### [ASSIGNMENT]
Here is a set of records. Copy them all exactly.

### [TASK INPUT]

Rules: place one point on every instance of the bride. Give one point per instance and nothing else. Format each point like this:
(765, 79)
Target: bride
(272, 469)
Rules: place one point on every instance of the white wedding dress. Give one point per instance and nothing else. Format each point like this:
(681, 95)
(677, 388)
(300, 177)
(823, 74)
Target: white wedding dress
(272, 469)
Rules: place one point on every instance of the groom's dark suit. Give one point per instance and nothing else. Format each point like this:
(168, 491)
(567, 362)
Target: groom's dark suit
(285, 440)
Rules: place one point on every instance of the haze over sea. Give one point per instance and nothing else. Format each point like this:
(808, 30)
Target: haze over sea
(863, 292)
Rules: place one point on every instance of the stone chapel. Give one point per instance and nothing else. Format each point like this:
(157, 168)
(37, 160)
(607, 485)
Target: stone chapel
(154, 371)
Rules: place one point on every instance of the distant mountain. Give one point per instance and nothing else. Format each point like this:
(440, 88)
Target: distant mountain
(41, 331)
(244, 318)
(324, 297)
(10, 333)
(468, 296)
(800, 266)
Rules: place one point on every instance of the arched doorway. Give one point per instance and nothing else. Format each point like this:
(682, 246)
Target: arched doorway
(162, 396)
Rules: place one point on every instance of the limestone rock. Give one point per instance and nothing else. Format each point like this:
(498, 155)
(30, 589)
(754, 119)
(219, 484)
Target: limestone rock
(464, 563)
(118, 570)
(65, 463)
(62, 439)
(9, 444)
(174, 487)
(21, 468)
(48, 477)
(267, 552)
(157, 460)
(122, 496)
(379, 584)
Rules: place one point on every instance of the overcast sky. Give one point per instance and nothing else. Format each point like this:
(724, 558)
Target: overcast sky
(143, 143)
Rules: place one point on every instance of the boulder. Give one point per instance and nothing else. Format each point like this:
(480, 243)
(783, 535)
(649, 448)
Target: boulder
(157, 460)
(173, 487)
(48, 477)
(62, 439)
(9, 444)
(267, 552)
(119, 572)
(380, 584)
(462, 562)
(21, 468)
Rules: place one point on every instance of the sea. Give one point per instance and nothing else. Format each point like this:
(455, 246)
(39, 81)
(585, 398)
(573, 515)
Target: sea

### [YOUR RESPONSE]
Rules: place one point on every instance of the bride. Give one point per instance and nothing else. Format each point like this:
(765, 79)
Target: bride
(272, 469)
Rules: place one point on every instance of the white wedding dress. Give one point per instance and nothing else. Format each point like this:
(681, 95)
(677, 388)
(300, 177)
(823, 74)
Target: white wedding dress
(272, 469)
Rules: place one point on every instance of the groom's dark suit. Give one point per instance and nothing else. Format each point like this:
(168, 491)
(567, 362)
Target: groom's dark suit
(285, 440)
Rules: place one point on every instance of the haze over sea. Give one point per instance and nothing else. Format each point like this:
(808, 30)
Target: haze over sea
(863, 292)
Rules: place one point on every instance of the stone chapel. Give one point per instance and nothing else. Format each point like this:
(157, 168)
(37, 160)
(607, 485)
Target: stone chapel
(154, 371)
Rules: place one point on every instance of the distant mountain. Give one point per instance and nothing else. Format each point like this:
(440, 88)
Target: distant mountain
(41, 331)
(244, 318)
(324, 297)
(10, 333)
(468, 296)
(800, 266)
Rules: place one point on every instance of the arched doorway. Give one point per instance and nothing else. Format each point like this:
(682, 246)
Target: arched doorway
(162, 396)
Rules: place one point on every instance of the limestone rock. Give one point per instance and nothing else. Format each point like this:
(498, 155)
(30, 589)
(754, 119)
(219, 484)
Target: limestone rock
(464, 563)
(118, 570)
(65, 463)
(62, 439)
(9, 444)
(174, 487)
(21, 468)
(48, 477)
(267, 552)
(157, 460)
(122, 496)
(379, 584)
Rules: place one point on every instance of the overcast sky. Give one point per instance and nothing else. Format each point like this:
(724, 558)
Target: overcast sky
(143, 143)
Rules: place one point on every instance of the boulder. Give one point per instance and nothing else. Format each point like this:
(480, 243)
(783, 535)
(649, 448)
Target: boulder
(157, 460)
(173, 487)
(48, 477)
(62, 439)
(9, 444)
(267, 552)
(119, 572)
(380, 584)
(462, 562)
(21, 468)
Rules: place one point on every instance of the sea. Give one point per instance and nothing else. Format each point like this:
(455, 246)
(39, 81)
(585, 398)
(573, 515)
Target: sea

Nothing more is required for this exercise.